Your tasks:
[A] In one to three sentences, explain what Amanda Randles will use her CAREER grant for, according to the news item about her award.
[B] Continue the news item about Amanda Randles's CAREER Award from the point where it stops.

Document segment:
===

Alumna’s Circulatory Modeling Earns CAREER Award
The National Science Foundation has chosen a Department of Energy Computational Science Graduate Fellowship (DOE CSGF) alumna for a 2020 Faculty Early Career Development (CAREER) Award.
Amanda Randles, the Alfred Winborne and Victoria Stover Mordecai Assistant Professor of Biomedical Sciences at Duke University, will use the five-year, $500,000 grant to build and improve supercomputer simulations of how fluids interact with various cellular structures in the human body.
The CAREER award recognizes outstanding young faculty in the sciences. Randles, a fellow from 2010-2013, has established a record of distinguished research in modeling the human circulatory system. In particular, she and her group developed HARVEY, a massively parallel simulation of the arterial system at subcellular resolution.

===

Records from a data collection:
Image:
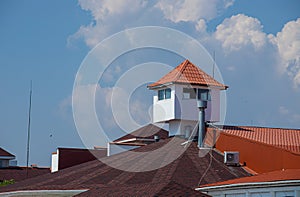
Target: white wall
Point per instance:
(113, 149)
(4, 163)
(184, 109)
(178, 127)
(54, 162)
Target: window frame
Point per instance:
(164, 94)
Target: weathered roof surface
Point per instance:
(288, 139)
(20, 173)
(185, 170)
(159, 189)
(5, 153)
(146, 132)
(187, 72)
(282, 175)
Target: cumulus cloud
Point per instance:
(196, 11)
(108, 16)
(288, 44)
(239, 31)
(191, 10)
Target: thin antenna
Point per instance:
(214, 56)
(28, 129)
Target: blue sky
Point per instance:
(256, 44)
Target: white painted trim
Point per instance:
(134, 139)
(250, 185)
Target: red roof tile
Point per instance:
(187, 72)
(282, 175)
(5, 153)
(288, 139)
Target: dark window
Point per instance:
(164, 94)
(168, 93)
(204, 95)
(161, 94)
(189, 93)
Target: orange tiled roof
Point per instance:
(288, 139)
(282, 175)
(187, 72)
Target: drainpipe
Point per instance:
(202, 105)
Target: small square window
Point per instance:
(167, 93)
(161, 94)
(204, 95)
(189, 93)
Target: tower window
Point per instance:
(204, 95)
(189, 93)
(164, 94)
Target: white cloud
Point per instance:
(191, 10)
(196, 11)
(108, 17)
(288, 44)
(106, 8)
(240, 31)
(201, 26)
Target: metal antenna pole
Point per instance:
(214, 64)
(28, 129)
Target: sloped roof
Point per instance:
(282, 175)
(188, 73)
(5, 153)
(288, 139)
(186, 170)
(160, 189)
(146, 132)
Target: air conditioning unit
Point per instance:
(232, 158)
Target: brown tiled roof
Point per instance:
(5, 153)
(188, 73)
(147, 132)
(158, 189)
(288, 139)
(282, 175)
(185, 171)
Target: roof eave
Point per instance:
(223, 87)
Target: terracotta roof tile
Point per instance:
(187, 72)
(5, 153)
(288, 139)
(282, 175)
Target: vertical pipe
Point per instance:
(28, 130)
(201, 133)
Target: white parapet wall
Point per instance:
(54, 162)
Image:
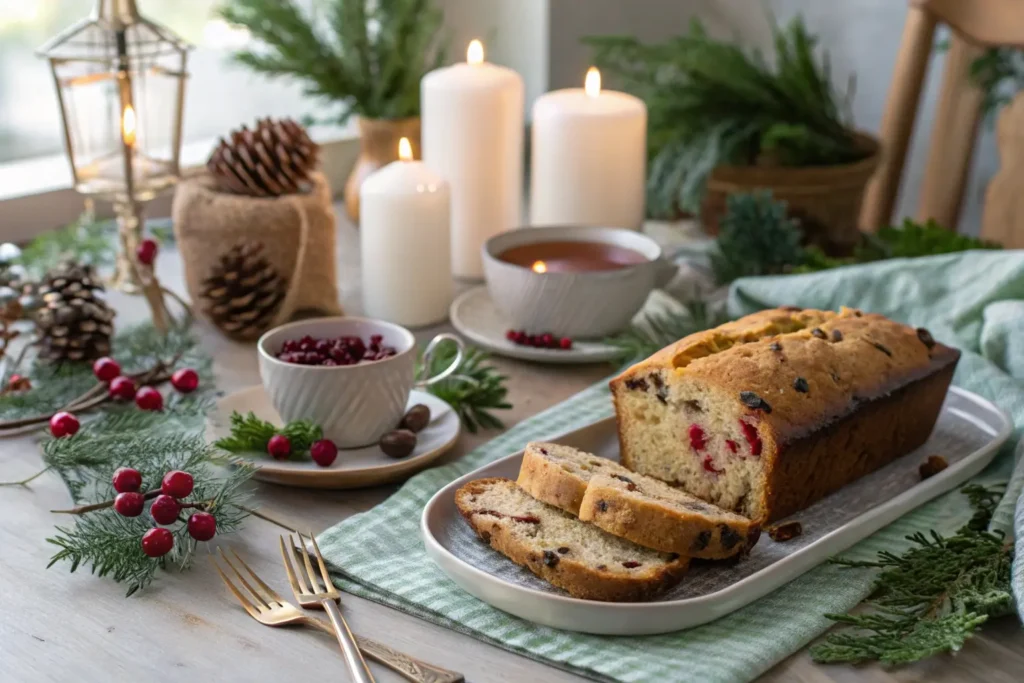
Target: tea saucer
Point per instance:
(354, 467)
(476, 316)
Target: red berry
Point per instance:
(324, 452)
(184, 380)
(158, 542)
(105, 369)
(202, 526)
(146, 252)
(697, 437)
(279, 446)
(129, 504)
(165, 509)
(127, 479)
(148, 398)
(122, 388)
(64, 424)
(177, 483)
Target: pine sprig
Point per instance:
(654, 332)
(932, 598)
(474, 391)
(369, 57)
(250, 434)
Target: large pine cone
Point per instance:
(74, 323)
(276, 158)
(244, 293)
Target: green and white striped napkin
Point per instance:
(975, 301)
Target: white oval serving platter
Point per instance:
(354, 467)
(968, 434)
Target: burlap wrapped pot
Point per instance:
(297, 232)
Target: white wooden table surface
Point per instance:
(60, 627)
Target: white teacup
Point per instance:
(354, 404)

===

Activity answers:
[A] Randles will use the five-year, $500,000 grant to build and improve supercomputer simulations of how fluids interact with various cellular structures in the human body.

[B]
The grant will let Randles and her team develop a model that specifically explores how different bodies, like red blood cells and immune cells, and particles interact as they flow through fluid, a Duke release says. When connected to virtual reality devices, the new framework will give researchers the chance to explore how mechanical properties influence various cells and particles as they spread through blood vessels. The high-performance computing scheme could provide insights into sickle-cell anemia, malaria and other conditions.
Randles earned her undergraduate degree in physics and computer science from Duke in 2005 and her Ph.D. in applied physics from Harvard University in 2013.